• INFORMATION GIVEN
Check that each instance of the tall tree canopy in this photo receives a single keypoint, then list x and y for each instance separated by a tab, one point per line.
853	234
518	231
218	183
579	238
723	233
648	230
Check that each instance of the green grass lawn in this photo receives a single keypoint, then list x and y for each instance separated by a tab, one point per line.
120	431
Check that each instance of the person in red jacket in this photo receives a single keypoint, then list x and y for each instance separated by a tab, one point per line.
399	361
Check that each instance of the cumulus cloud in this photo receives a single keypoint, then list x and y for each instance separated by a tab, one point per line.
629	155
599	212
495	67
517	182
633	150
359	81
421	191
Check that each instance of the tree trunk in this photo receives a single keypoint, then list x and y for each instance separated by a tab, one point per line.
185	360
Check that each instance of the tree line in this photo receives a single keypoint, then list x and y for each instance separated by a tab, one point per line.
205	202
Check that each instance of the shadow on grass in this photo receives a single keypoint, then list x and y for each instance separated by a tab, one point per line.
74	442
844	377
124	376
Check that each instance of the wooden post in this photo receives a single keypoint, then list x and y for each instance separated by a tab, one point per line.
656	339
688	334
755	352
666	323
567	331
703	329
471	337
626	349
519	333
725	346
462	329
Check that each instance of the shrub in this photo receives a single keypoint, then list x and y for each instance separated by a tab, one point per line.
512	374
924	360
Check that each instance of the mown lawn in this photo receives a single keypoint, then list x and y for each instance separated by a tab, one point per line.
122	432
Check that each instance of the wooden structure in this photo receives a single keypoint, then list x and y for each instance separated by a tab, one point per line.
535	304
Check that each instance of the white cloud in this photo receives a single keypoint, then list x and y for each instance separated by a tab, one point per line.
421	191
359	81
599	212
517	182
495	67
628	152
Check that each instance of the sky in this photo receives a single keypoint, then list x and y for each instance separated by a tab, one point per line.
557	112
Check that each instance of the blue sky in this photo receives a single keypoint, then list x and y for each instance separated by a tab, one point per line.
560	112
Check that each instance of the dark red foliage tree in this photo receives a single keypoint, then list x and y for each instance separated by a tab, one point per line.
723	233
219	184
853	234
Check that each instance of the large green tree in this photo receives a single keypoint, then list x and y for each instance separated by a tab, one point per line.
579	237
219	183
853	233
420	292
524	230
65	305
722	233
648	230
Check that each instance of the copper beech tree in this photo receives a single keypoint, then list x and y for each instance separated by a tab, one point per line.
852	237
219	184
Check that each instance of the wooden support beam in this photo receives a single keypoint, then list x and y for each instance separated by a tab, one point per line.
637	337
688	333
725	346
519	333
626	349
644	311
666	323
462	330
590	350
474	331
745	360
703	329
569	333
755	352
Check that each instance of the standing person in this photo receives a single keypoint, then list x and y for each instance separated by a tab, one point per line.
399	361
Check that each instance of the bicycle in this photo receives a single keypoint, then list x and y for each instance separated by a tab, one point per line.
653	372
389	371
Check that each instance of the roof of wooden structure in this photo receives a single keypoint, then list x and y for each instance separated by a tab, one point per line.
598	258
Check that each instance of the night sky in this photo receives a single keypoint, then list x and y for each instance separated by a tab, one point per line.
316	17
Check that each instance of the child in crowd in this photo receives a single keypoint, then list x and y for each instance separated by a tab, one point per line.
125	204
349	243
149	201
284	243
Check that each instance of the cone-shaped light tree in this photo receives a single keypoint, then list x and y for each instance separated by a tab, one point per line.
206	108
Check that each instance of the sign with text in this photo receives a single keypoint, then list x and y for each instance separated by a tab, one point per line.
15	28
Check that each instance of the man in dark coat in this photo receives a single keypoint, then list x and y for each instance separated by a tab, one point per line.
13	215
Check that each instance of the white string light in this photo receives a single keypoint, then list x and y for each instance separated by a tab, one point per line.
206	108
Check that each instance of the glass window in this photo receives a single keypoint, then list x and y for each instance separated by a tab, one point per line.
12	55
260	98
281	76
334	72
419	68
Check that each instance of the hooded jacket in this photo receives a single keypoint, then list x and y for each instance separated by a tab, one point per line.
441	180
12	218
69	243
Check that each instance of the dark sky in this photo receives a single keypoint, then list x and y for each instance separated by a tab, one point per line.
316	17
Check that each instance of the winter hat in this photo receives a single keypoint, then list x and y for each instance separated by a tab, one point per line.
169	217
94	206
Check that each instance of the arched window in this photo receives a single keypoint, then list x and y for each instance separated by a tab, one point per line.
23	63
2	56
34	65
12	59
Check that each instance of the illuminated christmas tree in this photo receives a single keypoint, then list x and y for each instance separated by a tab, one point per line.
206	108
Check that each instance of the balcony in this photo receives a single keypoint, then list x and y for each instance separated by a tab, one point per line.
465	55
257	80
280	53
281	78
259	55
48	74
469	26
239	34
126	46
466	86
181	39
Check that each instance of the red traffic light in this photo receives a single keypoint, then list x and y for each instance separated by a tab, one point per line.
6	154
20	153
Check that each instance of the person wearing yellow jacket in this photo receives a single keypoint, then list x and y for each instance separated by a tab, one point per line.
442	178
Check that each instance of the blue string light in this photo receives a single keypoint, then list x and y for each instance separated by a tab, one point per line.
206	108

• EXERCISE
Print the part of the entries that starts with the line containing "Check that each instance of the arched" and goes through the end of the entries, word for word and with no changes.

• EXERCISE SOLUTION
Check that each instance of the arched window in this photo receives a single keypoint, then list x and y for each instance separated by a tab, one point per line.
23	63
2	56
34	65
12	59
Check that each instance of the illuminated christmas tree in this photo receives a single keypoint, then list x and y for each instance separated by a tab, one point per line.
206	108
Check that each instance of the balcony in this photo receives a single keypoint, then list x and y for each instance separated by a tab, one point per line.
465	55
257	80
280	53
281	78
259	55
48	74
469	26
239	34
126	46
466	86
181	39
Check that each instance of the red traffic light in this photo receives a single keypoint, then list x and y for each instance separated by a tab, one point per line.
6	154
20	153
Check that each instance of the person wearing yellow jacket in this photo receives a single keypoint, then list x and y for each instance separated by a tab, one point per line.
442	178
Check that each instance of the blue string light in this photo receives a single keypoint, then list x and y for each instance separated by a tab, one point per line.
206	108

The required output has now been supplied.